▸ **Do this**
Copy the rows from the line containing "Each instance receives one point. Annotate the child's face" through the line containing "Target: child's eyebrow" exactly, including both of those lines, and reproduce nothing else.

▸ **Data to process**
--- --- ---

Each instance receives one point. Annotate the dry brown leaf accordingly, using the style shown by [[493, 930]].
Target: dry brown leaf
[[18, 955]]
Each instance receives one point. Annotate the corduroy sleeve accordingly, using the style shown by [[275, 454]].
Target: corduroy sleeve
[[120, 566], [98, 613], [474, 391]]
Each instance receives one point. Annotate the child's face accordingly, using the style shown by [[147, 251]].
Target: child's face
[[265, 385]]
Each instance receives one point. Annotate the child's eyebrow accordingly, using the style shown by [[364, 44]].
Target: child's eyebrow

--- --- ---

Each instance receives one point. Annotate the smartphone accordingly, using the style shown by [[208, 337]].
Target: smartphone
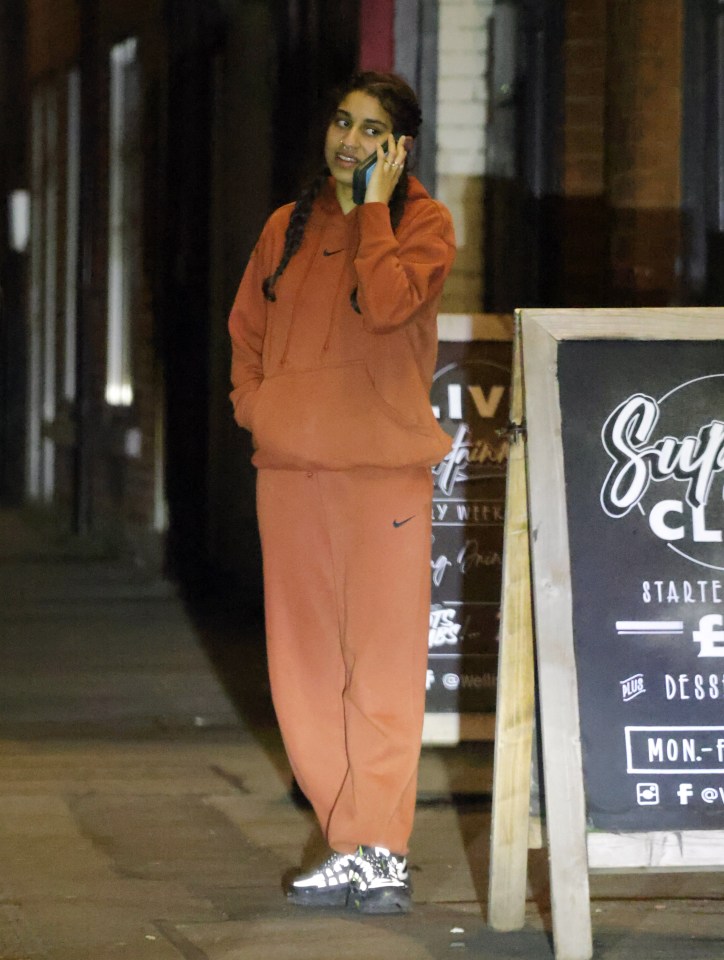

--- --- ---

▸ **Expected answer**
Each instance receives one point. Annotate the child's face accordingly, using the style shown by [[147, 251]].
Target: child's face
[[265, 385]]
Each instance receives one point. Annotate the child's eyebrow accordingly, using the style shown by [[364, 44]].
Target: child's eyebrow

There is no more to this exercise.